*PROBLEM DESCRIPTION*: The lines to be set down run from the line containing "of the riverbank" through the final line of the data below; print them exactly and print nothing else.

*INPUT MATERIAL*:
╔══

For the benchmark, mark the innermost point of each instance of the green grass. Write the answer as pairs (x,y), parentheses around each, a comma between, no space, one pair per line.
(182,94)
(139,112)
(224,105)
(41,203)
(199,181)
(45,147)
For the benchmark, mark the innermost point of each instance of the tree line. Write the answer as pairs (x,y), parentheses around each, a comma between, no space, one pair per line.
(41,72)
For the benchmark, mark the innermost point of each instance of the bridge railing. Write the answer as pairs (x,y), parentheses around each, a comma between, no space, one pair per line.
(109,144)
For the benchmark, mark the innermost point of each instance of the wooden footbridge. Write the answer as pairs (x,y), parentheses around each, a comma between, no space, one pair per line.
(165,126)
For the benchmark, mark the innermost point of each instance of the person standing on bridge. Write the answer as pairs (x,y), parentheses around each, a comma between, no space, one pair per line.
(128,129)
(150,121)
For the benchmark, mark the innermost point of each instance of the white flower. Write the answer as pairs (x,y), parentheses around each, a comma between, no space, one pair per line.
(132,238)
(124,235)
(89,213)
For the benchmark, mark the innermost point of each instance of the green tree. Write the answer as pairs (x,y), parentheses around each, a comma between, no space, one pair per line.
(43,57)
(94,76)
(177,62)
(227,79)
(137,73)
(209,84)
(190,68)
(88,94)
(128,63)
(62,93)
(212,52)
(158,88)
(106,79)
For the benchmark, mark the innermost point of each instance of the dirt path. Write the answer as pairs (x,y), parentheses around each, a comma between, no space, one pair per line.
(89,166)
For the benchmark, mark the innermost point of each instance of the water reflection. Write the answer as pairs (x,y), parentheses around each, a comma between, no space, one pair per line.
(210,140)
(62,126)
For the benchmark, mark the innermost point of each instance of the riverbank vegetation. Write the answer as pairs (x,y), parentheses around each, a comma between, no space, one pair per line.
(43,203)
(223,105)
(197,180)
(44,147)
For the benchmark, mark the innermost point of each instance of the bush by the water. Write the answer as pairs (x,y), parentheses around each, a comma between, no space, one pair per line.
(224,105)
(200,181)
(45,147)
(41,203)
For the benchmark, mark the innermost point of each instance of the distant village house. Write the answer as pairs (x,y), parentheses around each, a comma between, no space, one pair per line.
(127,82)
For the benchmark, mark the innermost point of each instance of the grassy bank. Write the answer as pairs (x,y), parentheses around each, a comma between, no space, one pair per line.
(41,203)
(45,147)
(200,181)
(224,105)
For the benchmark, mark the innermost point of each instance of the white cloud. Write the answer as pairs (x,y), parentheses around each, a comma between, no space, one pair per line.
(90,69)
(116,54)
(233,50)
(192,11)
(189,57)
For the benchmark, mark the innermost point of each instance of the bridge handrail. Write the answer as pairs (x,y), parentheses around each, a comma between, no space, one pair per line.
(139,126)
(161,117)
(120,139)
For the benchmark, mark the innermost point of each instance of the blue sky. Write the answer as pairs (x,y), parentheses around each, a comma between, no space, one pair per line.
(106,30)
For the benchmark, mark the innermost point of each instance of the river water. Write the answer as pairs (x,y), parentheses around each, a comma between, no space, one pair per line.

╚══

*EXERCISE OUTPUT*:
For the benchmark, mark the innermost point of each instance of the riverbank vegetation. Write the answer as pairs (x,y), parentheses around each, a comma between, no space, one pair per line.
(43,203)
(223,105)
(197,180)
(44,147)
For the benchmark, mark the innermost point of each instance of the bush by the water. Write the answer as pairs (x,y), parentheses around each, a comma between, no space, one pair per line.
(224,105)
(200,181)
(45,147)
(41,203)
For the benchmark, mark the innermost point of each instance of the distant village house. Write the answer as pairs (x,y), parentheses around each, a comma between, no space, one pair per line.
(127,82)
For the benchmark, mark the innermost point of each instance of the grassy bank. Write the answer as pairs (x,y), parentheses around each, a comma between, no space, one pair per line.
(41,203)
(45,147)
(200,181)
(224,105)
For the benchmark, mark the innermost point of each instance of the white cloud. Write the answer as pairs (x,y), parentheses around each, a comma between, no space, one pair per line.
(90,69)
(116,54)
(233,50)
(192,11)
(189,57)
For the benchmark, mark the innermost point of each instance of the bridge handrail. Write the answer as pairs (x,y), parentheses around each, a comma between, no space, one pair per line.
(139,126)
(161,117)
(120,139)
For the benchmark, mark the innermost point of each instance of the blue sky. Write the answer as pairs (x,y), parentheses around each, a comma between, no space, one pair per line.
(106,30)
For the benchmark, mark the innermost point of each instance of the river water. Write the answer as pairs (x,y), parentheses around each, a comma between, no space, one pair per line.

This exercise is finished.